§ **PROBLEM TO WORK ON**
Reproduce the passage on brands keeping their ambassadors after scandals word for word, with nothing added or left out.

There have been signs in recent years that the public are more forgiving, and some brands have held firm to their brand ambassadors in the face of scandals. After she was photographed taking cocaine, Kate Moss was dropped by a number of brands, including Burberry, Chanel, and H&M, but Rimmel either took the view that the storm would blow over (which it did), that the public didn’t care that much (they didn’t seem to) or that the ‘bad girl’ thing actually helped their brand (it probably did). More than a decade later, Kate moss is still the face of Rimmel – and many other brands besides.

Each of those brands obviously made a judgment call when Kate hit the front pages – and presumably did so at the time of signing her up. I mean ‘Model Takes Cocaine’ is hardly a shocking or unexpected headline, is it? A risk analysis will have been undertaken, and a crisis preparedness plan put in place – something we do for all types of organization, in relation to all types of risk.

§ **DATA RECORDS**
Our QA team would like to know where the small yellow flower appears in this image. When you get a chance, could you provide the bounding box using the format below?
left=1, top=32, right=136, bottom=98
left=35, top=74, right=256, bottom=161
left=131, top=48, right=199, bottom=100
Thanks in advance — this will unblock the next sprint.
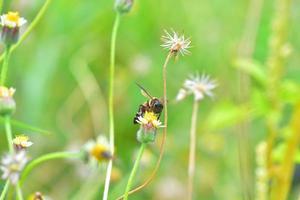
left=0, top=86, right=16, bottom=98
left=0, top=12, right=27, bottom=28
left=13, top=135, right=33, bottom=149
left=137, top=111, right=161, bottom=128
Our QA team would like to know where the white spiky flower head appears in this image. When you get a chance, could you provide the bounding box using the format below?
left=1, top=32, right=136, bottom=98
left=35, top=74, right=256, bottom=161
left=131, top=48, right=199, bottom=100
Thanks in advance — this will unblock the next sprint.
left=0, top=151, right=28, bottom=185
left=176, top=74, right=217, bottom=101
left=84, top=135, right=113, bottom=162
left=0, top=12, right=27, bottom=28
left=161, top=30, right=191, bottom=56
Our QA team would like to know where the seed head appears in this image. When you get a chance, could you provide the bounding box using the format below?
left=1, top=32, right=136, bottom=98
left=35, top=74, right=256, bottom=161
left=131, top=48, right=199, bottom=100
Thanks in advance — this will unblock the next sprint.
left=0, top=86, right=16, bottom=116
left=161, top=30, right=191, bottom=56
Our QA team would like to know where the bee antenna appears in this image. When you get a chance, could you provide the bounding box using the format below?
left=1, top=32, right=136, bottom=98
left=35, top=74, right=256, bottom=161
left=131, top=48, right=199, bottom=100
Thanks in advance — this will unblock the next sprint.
left=135, top=82, right=153, bottom=99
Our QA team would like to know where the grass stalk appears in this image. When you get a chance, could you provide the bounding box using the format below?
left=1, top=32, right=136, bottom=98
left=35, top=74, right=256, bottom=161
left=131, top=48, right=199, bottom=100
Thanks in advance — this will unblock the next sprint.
left=103, top=12, right=121, bottom=200
left=187, top=100, right=199, bottom=200
left=123, top=143, right=147, bottom=200
left=4, top=116, right=14, bottom=153
left=274, top=103, right=300, bottom=200
left=118, top=52, right=173, bottom=200
left=16, top=183, right=24, bottom=200
left=0, top=46, right=11, bottom=86
left=0, top=180, right=9, bottom=200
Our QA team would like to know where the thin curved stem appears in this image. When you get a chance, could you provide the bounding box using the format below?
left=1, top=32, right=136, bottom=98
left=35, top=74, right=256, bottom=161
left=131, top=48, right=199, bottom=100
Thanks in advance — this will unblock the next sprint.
left=16, top=183, right=24, bottom=200
left=0, top=180, right=9, bottom=200
left=4, top=116, right=14, bottom=153
left=0, top=0, right=3, bottom=13
left=103, top=13, right=121, bottom=200
left=124, top=143, right=147, bottom=200
left=0, top=0, right=52, bottom=62
left=0, top=45, right=10, bottom=85
left=188, top=101, right=199, bottom=200
left=20, top=151, right=82, bottom=185
left=118, top=52, right=173, bottom=200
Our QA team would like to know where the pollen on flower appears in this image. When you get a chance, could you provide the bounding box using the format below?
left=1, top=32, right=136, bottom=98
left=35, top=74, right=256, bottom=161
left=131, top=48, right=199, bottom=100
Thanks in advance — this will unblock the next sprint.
left=137, top=111, right=161, bottom=128
left=0, top=86, right=16, bottom=98
left=1, top=12, right=27, bottom=28
left=90, top=144, right=111, bottom=162
left=7, top=12, right=20, bottom=23
left=161, top=30, right=191, bottom=55
left=84, top=135, right=113, bottom=162
left=13, top=135, right=33, bottom=149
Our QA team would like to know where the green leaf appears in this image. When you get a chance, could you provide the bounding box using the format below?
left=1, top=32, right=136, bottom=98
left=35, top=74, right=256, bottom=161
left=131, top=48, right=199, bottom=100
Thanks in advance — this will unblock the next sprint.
left=280, top=80, right=300, bottom=104
left=251, top=89, right=270, bottom=116
left=0, top=117, right=51, bottom=135
left=233, top=58, right=267, bottom=86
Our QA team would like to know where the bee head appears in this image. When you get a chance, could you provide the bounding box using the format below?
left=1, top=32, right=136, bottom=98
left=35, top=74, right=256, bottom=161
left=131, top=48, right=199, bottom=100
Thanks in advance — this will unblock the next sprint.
left=151, top=98, right=164, bottom=113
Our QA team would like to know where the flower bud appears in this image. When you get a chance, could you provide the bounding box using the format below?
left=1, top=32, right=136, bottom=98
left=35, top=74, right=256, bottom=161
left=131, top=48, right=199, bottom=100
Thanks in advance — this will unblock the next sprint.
left=137, top=127, right=157, bottom=143
left=13, top=135, right=33, bottom=151
left=0, top=12, right=26, bottom=46
left=137, top=111, right=162, bottom=143
left=0, top=86, right=16, bottom=116
left=115, top=0, right=133, bottom=14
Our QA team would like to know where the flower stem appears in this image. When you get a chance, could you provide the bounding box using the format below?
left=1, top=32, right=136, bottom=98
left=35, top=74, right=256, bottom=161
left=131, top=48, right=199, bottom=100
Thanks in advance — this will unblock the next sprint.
left=123, top=143, right=147, bottom=200
left=118, top=52, right=173, bottom=200
left=103, top=12, right=121, bottom=200
left=187, top=101, right=199, bottom=200
left=0, top=45, right=10, bottom=85
left=16, top=183, right=24, bottom=200
left=0, top=180, right=9, bottom=200
left=4, top=116, right=14, bottom=153
left=273, top=103, right=300, bottom=200
left=0, top=0, right=52, bottom=62
left=20, top=151, right=82, bottom=185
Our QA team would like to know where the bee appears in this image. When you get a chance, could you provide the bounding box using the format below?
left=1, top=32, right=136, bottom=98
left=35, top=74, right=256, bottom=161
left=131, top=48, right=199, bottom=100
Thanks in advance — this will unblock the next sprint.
left=133, top=83, right=164, bottom=124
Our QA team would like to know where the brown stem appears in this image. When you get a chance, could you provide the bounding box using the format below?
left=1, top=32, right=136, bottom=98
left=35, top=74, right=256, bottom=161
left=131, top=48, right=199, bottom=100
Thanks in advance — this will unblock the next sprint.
left=187, top=100, right=199, bottom=200
left=117, top=52, right=173, bottom=200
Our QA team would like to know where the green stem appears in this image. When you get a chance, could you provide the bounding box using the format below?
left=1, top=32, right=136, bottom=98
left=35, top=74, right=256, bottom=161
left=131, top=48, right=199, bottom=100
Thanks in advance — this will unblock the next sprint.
left=118, top=52, right=173, bottom=200
left=0, top=0, right=52, bottom=62
left=20, top=152, right=82, bottom=185
left=123, top=143, right=147, bottom=200
left=4, top=116, right=14, bottom=153
left=187, top=101, right=199, bottom=200
left=0, top=46, right=11, bottom=86
left=16, top=183, right=24, bottom=200
left=103, top=13, right=121, bottom=200
left=0, top=0, right=3, bottom=14
left=0, top=180, right=9, bottom=200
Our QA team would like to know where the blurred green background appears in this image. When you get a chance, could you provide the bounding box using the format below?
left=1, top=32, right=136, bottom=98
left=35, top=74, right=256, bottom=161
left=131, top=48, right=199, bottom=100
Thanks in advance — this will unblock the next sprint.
left=0, top=0, right=300, bottom=200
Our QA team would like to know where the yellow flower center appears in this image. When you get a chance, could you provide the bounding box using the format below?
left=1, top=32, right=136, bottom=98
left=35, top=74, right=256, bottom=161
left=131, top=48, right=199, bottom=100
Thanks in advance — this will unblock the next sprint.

§ **WRITTEN SOLUTION**
There have been signs in recent years that the public are more forgiving, and some brands have held firm to their brand ambassadors in the face of scandals. After she was photographed taking cocaine, Kate Moss was dropped by a number of brands, including Burberry, Chanel, and H&M, but Rimmel either took the view that the storm would blow over (which it did), that the public didn’t care that much (they didn’t seem to) or that the ‘bad girl’ thing actually helped their brand (it probably did). More than a decade later, Kate moss is still the face of Rimmel – and many other brands besides.

Each of those brands obviously made a judgment call when Kate hit the front pages – and presumably did so at the time of signing her up. I mean ‘Model Takes Cocaine’ is hardly a shocking or unexpected headline, is it? A risk analysis will have been undertaken, and a crisis preparedness plan put in place – something we do for all types of organization, in relation to all types of risk.